* INSTRUCTIONS FOR THE TASK:
Rewrite every item below, substituting "one dot" for "a single dot" and leaving everything else as it is.

* SUPPLIED RECORDS:
+ + + + + + +

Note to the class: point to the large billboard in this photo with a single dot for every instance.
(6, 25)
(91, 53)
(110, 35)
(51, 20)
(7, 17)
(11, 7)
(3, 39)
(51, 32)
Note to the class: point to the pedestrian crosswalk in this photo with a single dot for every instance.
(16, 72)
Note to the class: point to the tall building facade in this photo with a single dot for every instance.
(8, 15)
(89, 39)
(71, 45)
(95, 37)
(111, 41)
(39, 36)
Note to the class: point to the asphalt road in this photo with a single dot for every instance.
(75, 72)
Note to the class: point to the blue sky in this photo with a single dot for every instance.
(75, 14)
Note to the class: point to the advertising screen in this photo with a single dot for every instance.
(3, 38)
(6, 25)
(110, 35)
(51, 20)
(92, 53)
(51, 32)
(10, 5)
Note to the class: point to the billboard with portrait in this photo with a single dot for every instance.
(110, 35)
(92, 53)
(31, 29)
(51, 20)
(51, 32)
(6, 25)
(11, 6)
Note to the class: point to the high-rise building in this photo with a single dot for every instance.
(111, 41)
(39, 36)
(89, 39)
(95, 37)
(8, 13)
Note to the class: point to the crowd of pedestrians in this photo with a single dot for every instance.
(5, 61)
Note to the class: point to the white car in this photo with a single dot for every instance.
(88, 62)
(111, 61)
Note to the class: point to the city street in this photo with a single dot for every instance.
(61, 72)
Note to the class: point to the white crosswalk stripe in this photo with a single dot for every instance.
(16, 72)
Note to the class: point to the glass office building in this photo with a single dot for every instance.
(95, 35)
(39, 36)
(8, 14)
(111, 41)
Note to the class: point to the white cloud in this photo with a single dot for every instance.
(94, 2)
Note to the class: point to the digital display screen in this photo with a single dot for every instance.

+ + + + + + +

* REPLY:
Note to the class: point to the large billboard in this photo with one dot for every instance.
(6, 25)
(91, 53)
(110, 35)
(51, 20)
(7, 17)
(11, 7)
(3, 39)
(51, 32)
Note to the class: point to the pedestrian crosswalk in this photo with one dot for every instance.
(16, 72)
Note to the class: point to the tall building facade in this photo with one dot for every instance.
(8, 15)
(89, 39)
(71, 45)
(95, 37)
(111, 41)
(39, 36)
Note to the class: point to the asphalt road in this photo with one dot for every instance.
(75, 72)
Note to the class: point to the blue sky in this photo with one dot for every instance.
(75, 14)
Note to the class: point to the advertising screen in this photo with one dot for every instance.
(3, 38)
(6, 25)
(110, 35)
(51, 20)
(92, 53)
(51, 32)
(10, 5)
Note to the class: point to the billboard with portrait in this photo with one dot for every instance.
(110, 35)
(92, 53)
(31, 29)
(51, 20)
(51, 32)
(6, 25)
(11, 6)
Note to the class: point to the high-rise building in this photo with one dot for every instance.
(111, 41)
(39, 36)
(89, 39)
(95, 37)
(8, 13)
Note to the class: point to the crowd of pedestrians in this photo with one dot for every instance.
(5, 61)
Note to the class: point to the white car in this photo with one dot for every instance.
(88, 62)
(111, 61)
Note to the class: point to the city street in this photo with one dot for every instance.
(61, 72)
Note to the class: point to the white crosswalk stripe in this photo with one dot for every instance.
(16, 72)
Note to the class: point to the glass office building in this photo with one dot for every instance.
(95, 35)
(39, 36)
(8, 14)
(111, 41)
Note to the class: point to the white cloud in this photo with one dot for every instance.
(94, 2)
Note to the class: point to the digital display screen in this photo with one dot for every instance.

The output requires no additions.